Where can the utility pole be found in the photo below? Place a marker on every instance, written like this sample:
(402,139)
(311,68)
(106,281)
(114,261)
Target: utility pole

* _Written request_: Quote the records above line for line, with no changes.

* _Written response_:
Where can the utility pole be found in the photo below? Place a marker on every instance, written like this sample:
(402,139)
(311,68)
(106,281)
(114,261)
Target: utility pole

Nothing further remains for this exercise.